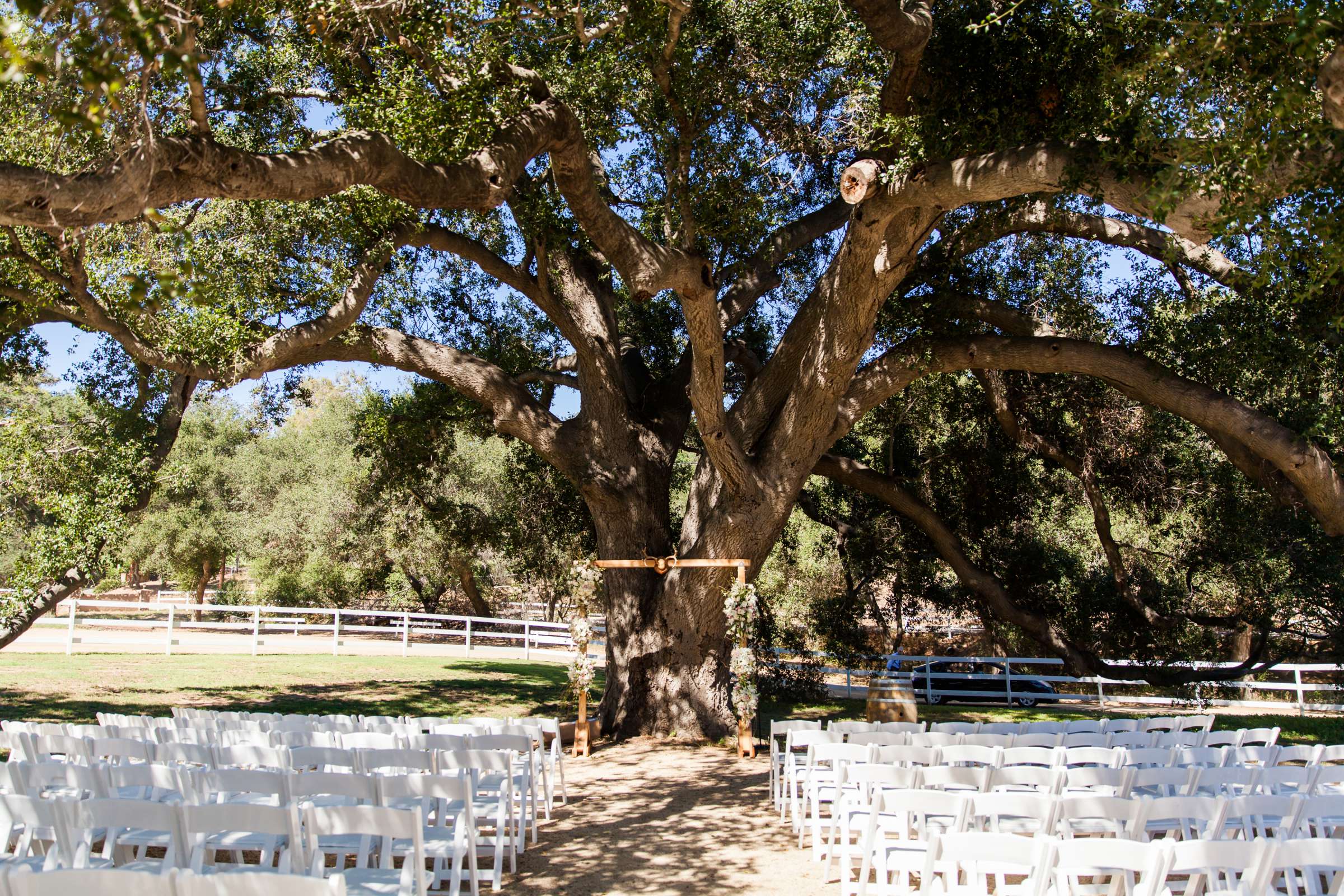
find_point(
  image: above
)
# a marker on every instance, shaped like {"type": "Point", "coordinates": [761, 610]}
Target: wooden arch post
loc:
{"type": "Point", "coordinates": [746, 745]}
____
Exercise prompt:
Render the entries above as a Markdown table with the columns Row and Text, putting each line in its own numbered row. Skip blank lines and leave the pictures out.

Complete answer:
| Row | Text |
|---|---|
| 1 | find_point( |
| 2 |   image: above |
| 3 | ) |
| 4 | # a marker on every instance, shaped like {"type": "Point", "coordinates": [761, 610]} |
| 5 | Target: wooden arch post |
| 6 | loc: |
| 7 | {"type": "Point", "coordinates": [746, 745]} |